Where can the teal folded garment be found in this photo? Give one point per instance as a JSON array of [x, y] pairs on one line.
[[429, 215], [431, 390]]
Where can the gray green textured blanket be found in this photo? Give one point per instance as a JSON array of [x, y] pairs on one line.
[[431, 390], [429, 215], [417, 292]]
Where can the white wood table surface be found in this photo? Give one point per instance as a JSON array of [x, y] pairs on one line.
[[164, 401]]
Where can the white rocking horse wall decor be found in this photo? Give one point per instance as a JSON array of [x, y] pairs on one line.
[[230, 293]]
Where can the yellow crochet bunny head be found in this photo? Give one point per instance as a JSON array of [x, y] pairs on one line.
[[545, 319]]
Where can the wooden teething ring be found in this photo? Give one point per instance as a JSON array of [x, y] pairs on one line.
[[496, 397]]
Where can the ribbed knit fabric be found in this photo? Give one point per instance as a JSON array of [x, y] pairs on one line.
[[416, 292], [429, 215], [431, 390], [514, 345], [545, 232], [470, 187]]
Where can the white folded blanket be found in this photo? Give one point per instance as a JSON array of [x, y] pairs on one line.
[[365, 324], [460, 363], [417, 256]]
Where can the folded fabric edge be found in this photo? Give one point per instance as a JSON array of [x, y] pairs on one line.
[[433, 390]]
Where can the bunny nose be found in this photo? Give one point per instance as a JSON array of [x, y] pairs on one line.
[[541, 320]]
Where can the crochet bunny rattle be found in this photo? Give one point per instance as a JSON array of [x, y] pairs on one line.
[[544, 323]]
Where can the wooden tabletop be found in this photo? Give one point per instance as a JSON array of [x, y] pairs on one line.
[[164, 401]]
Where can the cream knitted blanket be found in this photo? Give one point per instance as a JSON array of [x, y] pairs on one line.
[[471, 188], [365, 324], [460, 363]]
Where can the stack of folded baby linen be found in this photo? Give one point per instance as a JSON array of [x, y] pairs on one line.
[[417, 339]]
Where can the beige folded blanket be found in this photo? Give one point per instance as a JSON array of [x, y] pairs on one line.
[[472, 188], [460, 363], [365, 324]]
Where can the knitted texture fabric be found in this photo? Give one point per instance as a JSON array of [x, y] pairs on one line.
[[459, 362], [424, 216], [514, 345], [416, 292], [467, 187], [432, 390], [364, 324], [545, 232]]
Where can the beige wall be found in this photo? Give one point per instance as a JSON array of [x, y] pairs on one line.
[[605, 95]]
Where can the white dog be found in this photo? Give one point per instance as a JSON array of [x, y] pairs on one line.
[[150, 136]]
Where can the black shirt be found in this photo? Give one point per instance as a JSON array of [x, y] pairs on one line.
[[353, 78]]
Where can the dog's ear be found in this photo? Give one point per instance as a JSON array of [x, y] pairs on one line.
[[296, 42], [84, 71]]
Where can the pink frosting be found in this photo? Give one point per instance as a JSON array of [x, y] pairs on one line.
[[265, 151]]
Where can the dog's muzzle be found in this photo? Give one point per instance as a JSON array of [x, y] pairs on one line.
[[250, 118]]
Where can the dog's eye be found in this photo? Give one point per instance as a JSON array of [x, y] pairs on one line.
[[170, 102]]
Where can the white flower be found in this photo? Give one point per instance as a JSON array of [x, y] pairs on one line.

○ ○ ○ ○

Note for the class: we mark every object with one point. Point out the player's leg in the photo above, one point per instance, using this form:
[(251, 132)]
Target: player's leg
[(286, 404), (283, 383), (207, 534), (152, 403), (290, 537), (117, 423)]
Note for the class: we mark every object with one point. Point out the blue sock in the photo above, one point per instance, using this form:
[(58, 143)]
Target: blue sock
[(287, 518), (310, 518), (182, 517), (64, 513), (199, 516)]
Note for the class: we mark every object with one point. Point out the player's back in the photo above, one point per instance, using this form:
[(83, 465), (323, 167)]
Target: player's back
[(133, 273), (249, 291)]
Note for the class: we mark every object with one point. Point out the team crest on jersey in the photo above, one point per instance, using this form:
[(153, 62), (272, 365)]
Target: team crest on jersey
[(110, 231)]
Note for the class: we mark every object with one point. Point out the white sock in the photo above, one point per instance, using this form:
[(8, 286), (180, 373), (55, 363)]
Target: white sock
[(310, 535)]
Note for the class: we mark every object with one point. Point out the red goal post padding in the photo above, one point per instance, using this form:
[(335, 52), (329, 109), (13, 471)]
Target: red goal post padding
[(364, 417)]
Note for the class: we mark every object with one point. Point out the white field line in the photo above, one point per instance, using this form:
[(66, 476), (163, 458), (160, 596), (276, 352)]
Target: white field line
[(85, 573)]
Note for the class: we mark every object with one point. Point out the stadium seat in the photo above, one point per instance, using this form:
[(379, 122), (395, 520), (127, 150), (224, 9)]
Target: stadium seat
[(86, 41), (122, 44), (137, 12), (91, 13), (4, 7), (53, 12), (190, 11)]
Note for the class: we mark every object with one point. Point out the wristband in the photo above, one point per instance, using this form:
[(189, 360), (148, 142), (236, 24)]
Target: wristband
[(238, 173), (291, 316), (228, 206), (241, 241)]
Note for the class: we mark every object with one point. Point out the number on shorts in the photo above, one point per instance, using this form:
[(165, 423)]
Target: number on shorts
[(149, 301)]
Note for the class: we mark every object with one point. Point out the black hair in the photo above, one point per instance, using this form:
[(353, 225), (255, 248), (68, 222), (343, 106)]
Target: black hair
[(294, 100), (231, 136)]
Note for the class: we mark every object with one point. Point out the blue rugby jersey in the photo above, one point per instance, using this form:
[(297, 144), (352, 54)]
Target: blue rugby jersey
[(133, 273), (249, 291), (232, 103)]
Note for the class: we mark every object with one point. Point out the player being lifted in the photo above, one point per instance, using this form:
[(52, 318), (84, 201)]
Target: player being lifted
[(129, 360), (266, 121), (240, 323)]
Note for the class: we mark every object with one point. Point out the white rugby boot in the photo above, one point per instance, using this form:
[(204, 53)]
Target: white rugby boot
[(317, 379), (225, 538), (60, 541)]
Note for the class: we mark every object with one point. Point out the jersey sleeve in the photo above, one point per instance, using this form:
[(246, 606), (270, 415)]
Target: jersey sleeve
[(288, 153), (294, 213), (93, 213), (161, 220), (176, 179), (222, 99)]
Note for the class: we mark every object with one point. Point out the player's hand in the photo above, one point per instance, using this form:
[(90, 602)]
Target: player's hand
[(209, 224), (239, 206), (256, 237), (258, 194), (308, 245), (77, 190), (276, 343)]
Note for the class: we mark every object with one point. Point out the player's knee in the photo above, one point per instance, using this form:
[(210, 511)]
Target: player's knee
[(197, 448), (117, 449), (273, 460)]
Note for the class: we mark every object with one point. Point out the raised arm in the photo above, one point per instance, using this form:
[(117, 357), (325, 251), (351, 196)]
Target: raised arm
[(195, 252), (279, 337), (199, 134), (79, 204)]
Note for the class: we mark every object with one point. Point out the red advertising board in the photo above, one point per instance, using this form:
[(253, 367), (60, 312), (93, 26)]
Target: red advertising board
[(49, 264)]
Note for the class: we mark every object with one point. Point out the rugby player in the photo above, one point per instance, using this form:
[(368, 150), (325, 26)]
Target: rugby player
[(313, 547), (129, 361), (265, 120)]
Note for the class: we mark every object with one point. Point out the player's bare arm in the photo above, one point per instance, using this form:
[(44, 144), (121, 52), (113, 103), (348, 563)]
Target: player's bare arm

○ ○ ○ ○

• **EXERCISE BRIEF**: Would you retype exactly the lines above, from the line with "[(368, 150), (325, 26)]" to the line with "Target: player's bare arm", with both end lines kept and nothing more?

• **EXPECTED ANSWER**:
[(368, 150), (325, 26)]
Target: rugby player
[(313, 547), (129, 361), (265, 120)]
Note for the class: we mark every object with one point. Point out the player's bare arm in the photo above, one point per instance, using this form:
[(44, 144), (121, 52), (113, 103), (348, 563)]
Target: player's bare arm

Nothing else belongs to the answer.